[Start of Excerpt]

The key to understanding the “committed to agency discretion by law” provision of § 701(a)(2) lies in contrasting it with the “statutes preclude judicial review” provision of § 701(a)(1). Why “statutes” for preclusion, but the much more general term “law” for commission to agency discretion? The answer is that the latter was intended to refer to . . .  a body of jurisprudence that had marked out, with more or less precision, certain issues and certain areas that were beyond the range of judicial review. That jurisprudence included principles ranging from the “political question” doctrine, to sovereign immunity . . . , to official immunity, to prudential limitations upon the courts’ equitable powers, to what can be described no more precisely than a traditional respect for the functions of the other branches….[47]

Note here that the “principles” to which he refers, although adopted by courts, were adopted as a recognition of existing law in the sense of ius. The sovereign immunity of the United States, for example, was originally identified as a general inherent background principle of law. As the Court put it in United States v. Lee[48] in 1882, the “principle” of sovereign immunity “has been adopted in our courts as a part of the general doctrine of publicists” [49]—referring, in the language of the day, to the classical juristic doctrines of the ius gentium or law of nations. The key to understanding Scalia’s account of reviewability, then, is that he draws a distinction between law as lex and law as ius.

I am almost done reconstructing the views of original Scalia. The last question is the question I adverted to earlier: who decides? Recall that on the classical view, it is a separate question who exactly is authorized to apply interpretive aequitas or epikeia. Who holds this authority in the circumstances of the administrative state? No direct transliteration or transcription of the classical view is possible, because of changes in the structure of institutions over time; rather what is necessary is a translation that preserves the underlying principles on the classical approach in a new setting.

Original Scalia solves this problem with, in effect, an argument for a parceling and division of the traditional interpretive functions between courts and agencies. A critical limitation of the thesis in The Rule of Law as a Law of Rules[50] is that original Scalia repeatedly and expressly limits “the rule of law as a law of rules” to decisionmaking by and in courts. This is because, for original Scalia, the administrative state is, above all, the locus of authorized case-specific dispensing power—the place in which general statutory schemes are adjusted, in hard cases of indeterminacy, to the public interest.[51] As he puts it in 1989, “broad delegation to the Executive is the hallmark of the modern administrative state,”[52] and whereas “the legislature generalizes . . .  [e]xecutives and judges handle individual cases.”[53] The executive and the administrative agencies, then, are the ones authorized to apply case-specific adjustments to the law where there are gaps and ambiguities under Chevron.

[End of Excerpt]

§ Parts of the exercise:
(a) Translate this sentence from the excerpt on Scalia and judicial review into Spanish: "The sovereign immunity of the United States, for example, was originally identified as a general inherent background principle of law."
(b) Answer these questions using the excerpt on Scalia and judicial review.
(i) Which provision of § 701 is the "committed to agency discretion by law" provision contrasted with?
(ii) In what year did the Court decide United States v. Lee?
(iii) What does the 1989 quotation call "the hallmark of the modern administrative state"?

[Start of Data section]

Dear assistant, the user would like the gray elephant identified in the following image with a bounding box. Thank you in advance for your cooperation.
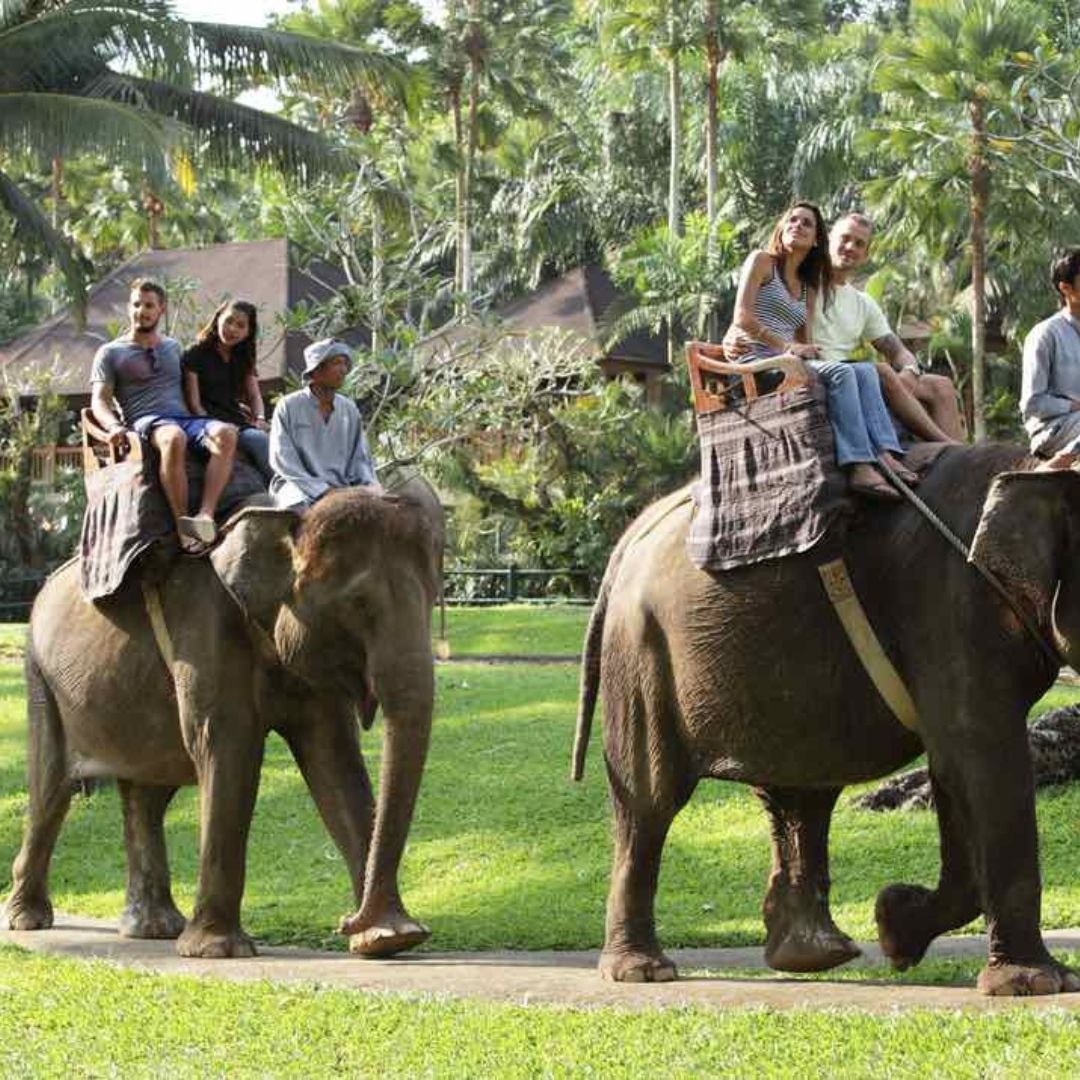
[6,481,443,957]
[573,444,1080,995]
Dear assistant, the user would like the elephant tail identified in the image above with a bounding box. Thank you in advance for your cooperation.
[570,561,613,780]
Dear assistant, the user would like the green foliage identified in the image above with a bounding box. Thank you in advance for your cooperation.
[6,947,1080,1080]
[0,377,85,572]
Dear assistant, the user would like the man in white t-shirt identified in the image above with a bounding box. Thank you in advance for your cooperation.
[810,214,964,443]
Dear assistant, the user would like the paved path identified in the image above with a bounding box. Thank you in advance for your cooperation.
[6,916,1080,1012]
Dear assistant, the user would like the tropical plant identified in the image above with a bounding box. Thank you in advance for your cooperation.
[874,0,1044,438]
[0,0,403,308]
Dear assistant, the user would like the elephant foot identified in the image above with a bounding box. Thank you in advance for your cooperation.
[119,901,188,941]
[3,892,53,930]
[975,959,1080,998]
[176,922,257,960]
[874,885,937,971]
[599,949,678,983]
[765,926,862,973]
[338,912,431,959]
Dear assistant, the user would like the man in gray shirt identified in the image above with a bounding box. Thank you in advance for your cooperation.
[90,281,237,555]
[270,338,382,510]
[1020,247,1080,469]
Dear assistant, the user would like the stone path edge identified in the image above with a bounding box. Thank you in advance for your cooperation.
[6,915,1080,1014]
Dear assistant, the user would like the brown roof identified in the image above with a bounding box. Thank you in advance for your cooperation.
[0,240,365,396]
[421,264,667,370]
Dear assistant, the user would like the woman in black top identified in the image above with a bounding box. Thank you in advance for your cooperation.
[180,300,273,483]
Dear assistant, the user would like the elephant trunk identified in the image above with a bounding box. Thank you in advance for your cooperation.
[360,622,435,922]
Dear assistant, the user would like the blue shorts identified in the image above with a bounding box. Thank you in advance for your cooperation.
[132,413,225,453]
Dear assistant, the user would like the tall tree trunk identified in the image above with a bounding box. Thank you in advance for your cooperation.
[667,8,683,237]
[372,202,384,356]
[461,0,483,311]
[705,0,724,341]
[968,98,990,442]
[450,85,468,314]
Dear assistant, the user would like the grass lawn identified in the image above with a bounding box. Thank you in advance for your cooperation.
[431,604,590,657]
[0,608,1080,1077]
[0,949,1080,1078]
[0,630,1080,949]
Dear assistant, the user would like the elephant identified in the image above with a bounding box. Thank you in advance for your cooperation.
[5,478,443,958]
[571,443,1080,995]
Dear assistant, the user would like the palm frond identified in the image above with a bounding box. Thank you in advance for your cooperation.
[0,165,90,315]
[0,94,169,179]
[187,23,409,102]
[95,75,351,180]
[0,0,179,87]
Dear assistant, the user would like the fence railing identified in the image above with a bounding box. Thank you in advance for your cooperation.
[0,566,595,622]
[2,446,82,485]
[443,566,595,605]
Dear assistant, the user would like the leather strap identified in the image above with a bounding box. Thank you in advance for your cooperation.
[818,558,919,733]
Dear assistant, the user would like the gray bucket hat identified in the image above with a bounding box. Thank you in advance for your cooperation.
[300,338,352,382]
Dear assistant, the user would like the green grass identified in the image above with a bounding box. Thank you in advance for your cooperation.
[0,648,1080,949]
[431,604,590,657]
[0,948,1080,1078]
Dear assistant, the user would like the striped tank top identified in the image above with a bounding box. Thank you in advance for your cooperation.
[748,264,807,360]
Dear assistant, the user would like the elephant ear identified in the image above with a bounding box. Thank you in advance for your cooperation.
[210,507,300,635]
[969,471,1080,626]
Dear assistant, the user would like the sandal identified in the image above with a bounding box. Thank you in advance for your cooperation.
[176,514,217,550]
[848,480,903,502]
[180,536,213,558]
[878,458,919,487]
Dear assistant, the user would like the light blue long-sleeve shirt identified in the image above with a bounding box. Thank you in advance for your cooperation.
[270,387,376,507]
[1020,308,1080,451]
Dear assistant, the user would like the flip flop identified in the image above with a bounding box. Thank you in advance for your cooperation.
[848,480,904,502]
[176,514,217,544]
[180,536,213,558]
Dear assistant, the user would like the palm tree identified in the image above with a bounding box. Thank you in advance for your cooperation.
[0,0,404,297]
[875,0,1044,438]
[593,0,688,237]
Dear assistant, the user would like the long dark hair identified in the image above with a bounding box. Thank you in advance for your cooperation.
[195,300,259,387]
[766,202,833,310]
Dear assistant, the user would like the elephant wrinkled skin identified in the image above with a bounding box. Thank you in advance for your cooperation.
[573,444,1080,995]
[5,480,443,957]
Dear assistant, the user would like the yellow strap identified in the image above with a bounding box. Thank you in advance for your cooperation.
[143,581,176,677]
[818,558,919,732]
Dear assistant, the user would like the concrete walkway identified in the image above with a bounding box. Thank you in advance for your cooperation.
[6,916,1080,1013]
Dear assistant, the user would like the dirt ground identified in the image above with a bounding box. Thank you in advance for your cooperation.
[6,916,1080,1013]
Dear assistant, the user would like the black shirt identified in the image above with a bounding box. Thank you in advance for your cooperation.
[180,341,257,428]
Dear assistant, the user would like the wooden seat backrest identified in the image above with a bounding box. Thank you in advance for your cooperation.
[79,408,143,474]
[686,341,807,416]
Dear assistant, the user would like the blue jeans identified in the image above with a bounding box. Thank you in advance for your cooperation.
[809,360,903,465]
[237,428,273,484]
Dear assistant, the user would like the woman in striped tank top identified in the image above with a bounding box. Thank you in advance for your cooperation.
[725,202,917,500]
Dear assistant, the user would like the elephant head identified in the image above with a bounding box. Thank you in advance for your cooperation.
[212,481,443,955]
[971,470,1080,666]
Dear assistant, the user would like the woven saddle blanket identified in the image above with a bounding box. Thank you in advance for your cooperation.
[79,448,268,600]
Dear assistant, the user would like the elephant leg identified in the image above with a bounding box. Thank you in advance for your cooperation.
[338,643,434,958]
[176,686,264,959]
[4,657,71,930]
[281,698,375,905]
[599,769,692,983]
[889,719,1080,996]
[874,770,982,971]
[117,780,186,939]
[754,787,861,971]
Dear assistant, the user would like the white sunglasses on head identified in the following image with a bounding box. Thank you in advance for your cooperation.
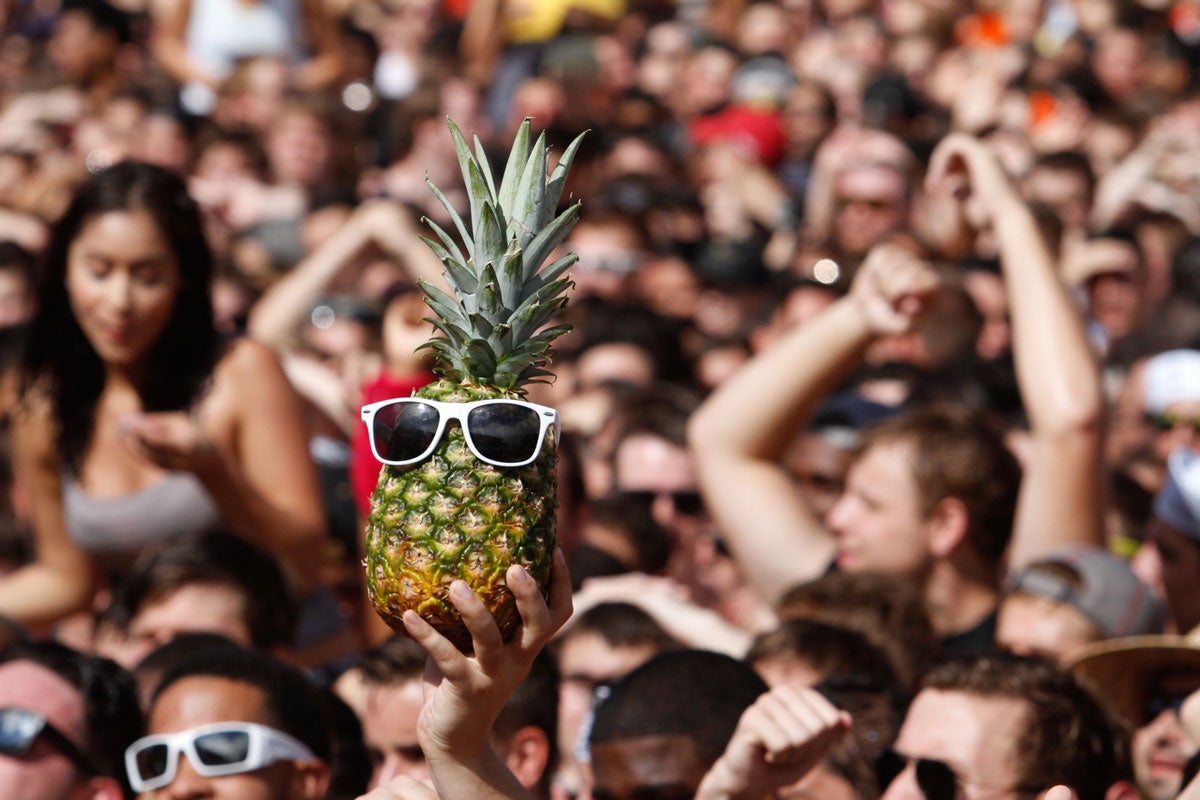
[362,397,558,467]
[125,722,317,792]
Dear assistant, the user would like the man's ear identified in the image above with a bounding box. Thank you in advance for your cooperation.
[288,758,330,800]
[925,498,971,558]
[504,724,550,789]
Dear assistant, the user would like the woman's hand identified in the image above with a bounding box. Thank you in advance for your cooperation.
[118,411,221,473]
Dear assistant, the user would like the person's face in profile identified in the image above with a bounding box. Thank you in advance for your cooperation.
[66,210,182,369]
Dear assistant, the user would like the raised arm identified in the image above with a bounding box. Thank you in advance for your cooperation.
[929,134,1104,570]
[0,409,96,631]
[404,551,571,800]
[688,245,936,602]
[696,685,851,800]
[247,200,442,349]
[124,339,325,588]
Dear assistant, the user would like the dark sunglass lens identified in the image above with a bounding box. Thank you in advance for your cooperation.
[467,403,541,464]
[0,709,42,758]
[196,730,250,766]
[134,745,170,781]
[917,758,959,800]
[674,492,704,516]
[372,403,442,461]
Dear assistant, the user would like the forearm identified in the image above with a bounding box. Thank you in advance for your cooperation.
[247,219,366,348]
[426,747,533,800]
[690,297,872,461]
[196,452,325,589]
[996,194,1103,437]
[0,561,95,630]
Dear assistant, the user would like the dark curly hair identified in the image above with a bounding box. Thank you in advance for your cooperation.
[24,161,221,474]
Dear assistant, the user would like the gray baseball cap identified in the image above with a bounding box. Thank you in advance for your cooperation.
[1008,547,1165,638]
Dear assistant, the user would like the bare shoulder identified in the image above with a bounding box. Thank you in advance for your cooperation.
[12,390,58,462]
[215,337,283,385]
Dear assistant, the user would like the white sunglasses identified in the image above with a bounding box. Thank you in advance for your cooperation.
[362,397,558,467]
[125,722,317,793]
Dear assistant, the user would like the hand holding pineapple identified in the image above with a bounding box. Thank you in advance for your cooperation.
[362,120,582,650]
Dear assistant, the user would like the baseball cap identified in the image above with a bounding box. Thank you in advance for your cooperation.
[1142,349,1200,414]
[1009,547,1165,638]
[1154,447,1200,540]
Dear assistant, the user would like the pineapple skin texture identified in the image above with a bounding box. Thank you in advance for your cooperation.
[365,380,558,652]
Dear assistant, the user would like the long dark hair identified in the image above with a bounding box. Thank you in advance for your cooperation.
[24,161,221,474]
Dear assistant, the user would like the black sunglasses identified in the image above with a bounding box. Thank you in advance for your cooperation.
[620,491,704,516]
[875,750,959,800]
[0,706,100,775]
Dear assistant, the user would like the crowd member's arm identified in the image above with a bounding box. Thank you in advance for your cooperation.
[688,245,937,602]
[150,0,220,91]
[696,686,851,800]
[0,403,96,631]
[929,134,1104,570]
[122,341,325,588]
[247,200,442,349]
[368,551,571,800]
[292,0,344,90]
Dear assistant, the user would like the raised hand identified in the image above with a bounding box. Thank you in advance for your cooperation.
[925,133,1020,230]
[404,549,571,762]
[850,245,940,335]
[696,686,851,800]
[118,411,220,473]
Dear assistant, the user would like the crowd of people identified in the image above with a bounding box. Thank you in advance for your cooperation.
[0,0,1200,800]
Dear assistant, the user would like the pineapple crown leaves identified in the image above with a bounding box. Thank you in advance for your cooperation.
[421,119,584,390]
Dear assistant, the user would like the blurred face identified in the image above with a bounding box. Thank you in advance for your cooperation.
[362,680,430,788]
[66,210,182,369]
[130,583,252,660]
[592,735,709,800]
[1133,709,1196,800]
[613,433,702,536]
[833,164,908,255]
[558,631,654,772]
[146,675,309,800]
[827,441,930,575]
[0,661,86,800]
[1146,518,1200,631]
[996,593,1103,664]
[882,688,1027,800]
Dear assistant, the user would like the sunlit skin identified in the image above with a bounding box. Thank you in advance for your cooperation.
[0,660,85,800]
[361,680,430,788]
[144,675,319,800]
[1132,709,1196,800]
[66,210,181,372]
[827,443,930,575]
[996,593,1103,666]
[123,583,252,666]
[882,688,1027,800]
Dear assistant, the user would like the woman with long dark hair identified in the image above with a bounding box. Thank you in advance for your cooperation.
[0,162,324,625]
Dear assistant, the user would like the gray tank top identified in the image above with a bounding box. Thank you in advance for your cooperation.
[62,473,221,558]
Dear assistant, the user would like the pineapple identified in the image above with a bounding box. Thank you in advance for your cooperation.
[366,119,583,651]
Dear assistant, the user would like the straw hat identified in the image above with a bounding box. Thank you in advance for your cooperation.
[1069,627,1200,728]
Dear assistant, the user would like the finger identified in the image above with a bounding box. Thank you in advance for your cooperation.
[550,547,574,631]
[450,581,504,663]
[504,564,553,648]
[403,609,469,681]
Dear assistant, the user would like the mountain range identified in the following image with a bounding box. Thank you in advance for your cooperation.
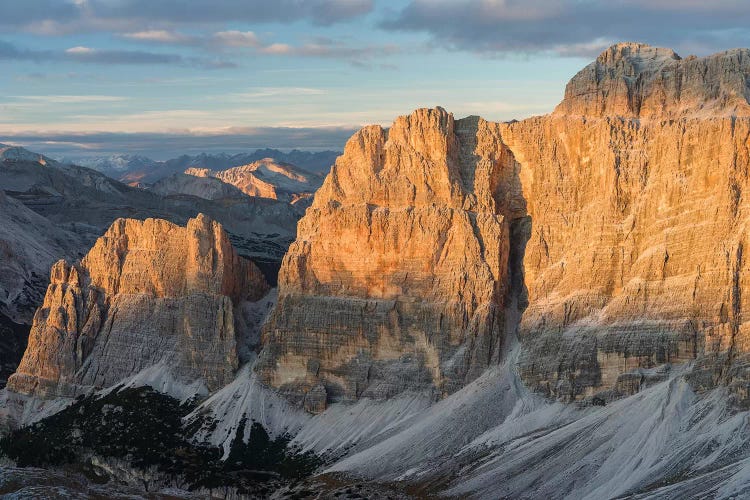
[0,43,750,499]
[61,148,340,188]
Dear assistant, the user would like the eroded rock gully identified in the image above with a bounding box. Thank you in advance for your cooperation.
[258,44,750,411]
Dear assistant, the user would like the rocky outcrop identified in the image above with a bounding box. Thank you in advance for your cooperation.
[258,108,525,411]
[260,44,750,410]
[555,43,750,120]
[0,188,85,324]
[502,44,750,404]
[8,215,266,397]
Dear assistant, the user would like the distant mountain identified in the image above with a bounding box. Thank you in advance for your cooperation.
[151,158,323,206]
[62,154,160,180]
[62,148,341,185]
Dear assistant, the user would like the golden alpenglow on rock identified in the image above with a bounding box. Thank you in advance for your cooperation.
[258,108,525,411]
[501,44,750,404]
[8,215,267,397]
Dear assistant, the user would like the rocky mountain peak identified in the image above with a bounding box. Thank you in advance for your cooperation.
[8,215,267,397]
[258,104,524,412]
[555,43,750,118]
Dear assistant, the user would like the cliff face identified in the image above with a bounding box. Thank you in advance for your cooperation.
[8,215,267,397]
[258,108,525,411]
[259,44,750,410]
[502,44,750,403]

[End of Data section]

§ Answers for the exercise:
(a) La inmunidad soberana de los Estados Unidos, por ejemplo, fue identificada originalmente como un principio de fondo general e inherente del derecho.

(b)
(i) The "statutes preclude judicial review" provision of § 701(a)(1).
(ii) 1882.
(iii) Broad delegation to the Executive.